WHAT YOU SHOULD DO: In the post on buying distressed property from banks, rewrite the paragraph beginning "Cash or financing?" as a short bulleted list that keeps its main facts.

SOURCE DOCUMENT:
As I have said all along over the past couple years, banks are motivated by different factors than a traditional seller.

A potential retail buyer (or "nester") is unlikely to know exactly what those motivating factors are. If the note has been sold on the secondary market, and many have been, then it's the note holder & not the servicer making foreclosure/short sale decisions. Possibly, there are other factors such as the current borrower/owner having other outstanding loans with the bank that adds another wrinkle. Or, it could be how the bank is handling their accounting that makes the difference between short sale & foreclosure. It's really a fruitless process trying to second guess what they're doing & even more so...why. In many cases, due to legal reasons, a lender will decide they need to foreclose & due to confidentiality restraints they aren't supposed to discuss those reasons with you, a potential buyer of the distressed property. Another potential reason to not accept an offer from a retail buyer...they have sold a "block" of REOs to an invester & the particular property you are interested in is contained within that block. The lender has to foreclose to clear title before completing the transaction with the investor. We're seeing many more block invester sales now than 6-months ago. Anyway, it really is wasted energy trying to project your logic onto an institution that has a larger picture as their focus instead of an individual sale.

Cash or financing? Well, there's financing & then there's "financing". Cash is cash no matter where it comes from. If you present an offer on a distressed property accompanied by a Commitment Letter you're set to go when you find a property that suits your needs. If you, instead, submit a Pre-approval Letter...well, that's really not worth the paper it's written on. For instance, we have an open Commitment Letter from our bank that allows us to purchase property(s) up to a certain amount based on our personal guarantee (no collateral). After we close, we give a first mortgage to our bank releasing the personal guarantee portion of the Commitment for another property purchase. That loan may contain up to a certain number of these properties obtained via just personal guarantee at any one time.

How do you get a loan with just a personal guarantee? Well, again as I've been saying for a long time here, it pays large rewards to develop a "relationship" with a bank over a period of years rather than always shopping for the elusive "lowest rate, lowest fees". All I have to do is phone my bank & tell them I'm submitting an offer on such & such property & need a check in whatever amount on the closing date...I've got 45 days from the funding date to provide a lien. We've earned the bank's trust. It's a win-win for both of us.

RECORDS SHOWN:
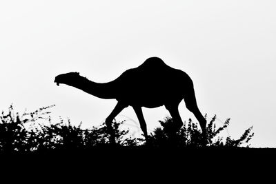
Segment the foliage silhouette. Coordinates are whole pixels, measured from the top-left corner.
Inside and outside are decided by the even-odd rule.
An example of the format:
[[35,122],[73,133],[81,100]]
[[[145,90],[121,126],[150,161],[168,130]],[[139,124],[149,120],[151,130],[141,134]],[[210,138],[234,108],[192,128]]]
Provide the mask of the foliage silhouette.
[[[253,138],[253,127],[245,130],[238,139],[230,136],[223,138],[219,133],[229,125],[227,119],[221,127],[217,127],[216,116],[207,124],[207,145],[203,144],[201,130],[198,124],[189,121],[176,133],[172,133],[172,119],[166,117],[159,121],[161,127],[157,127],[144,139],[132,137],[129,130],[123,130],[124,121],[114,121],[112,129],[115,143],[110,142],[110,134],[106,123],[99,127],[83,130],[81,123],[75,126],[68,119],[60,118],[57,123],[52,123],[47,106],[21,116],[15,113],[12,105],[8,113],[0,116],[0,152],[1,153],[47,152],[59,150],[83,150],[99,147],[237,147],[248,144]],[[206,119],[206,115],[205,116]],[[39,120],[43,120],[40,122]],[[205,140],[205,139],[204,139]],[[249,145],[247,145],[249,147]]]
[[[206,119],[207,116],[205,116]],[[164,121],[159,121],[161,127],[156,128],[150,136],[150,143],[154,147],[176,146],[179,147],[241,147],[247,144],[253,137],[254,133],[251,132],[253,127],[246,130],[244,133],[238,139],[231,138],[230,135],[226,138],[219,136],[219,133],[228,127],[230,119],[226,119],[224,125],[217,127],[215,121],[215,115],[211,121],[207,123],[207,144],[204,144],[204,137],[198,124],[192,121],[190,119],[185,123],[181,128],[175,134],[171,134],[170,128],[173,126],[172,119],[166,117]],[[224,140],[225,139],[225,140]],[[249,147],[250,145],[247,145]]]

EXERCISE OUTPUT:
- Cash is cash, wherever it comes from.
- An offer on a distressed property that comes with a Commitment Letter is ready to go as soon as a suitable property turns up.
- A Pre-approval Letter, by contrast, is worth little.
- The writer's bank has issued an open Commitment Letter allowing purchases up to a set amount on a personal guarantee, with no collateral.
- After closing, a first mortgage goes to the bank. That releases the personal-guarantee portion for another purchase.
- The loan can include up to a certain number of properties bought on personal guarantee at any one time.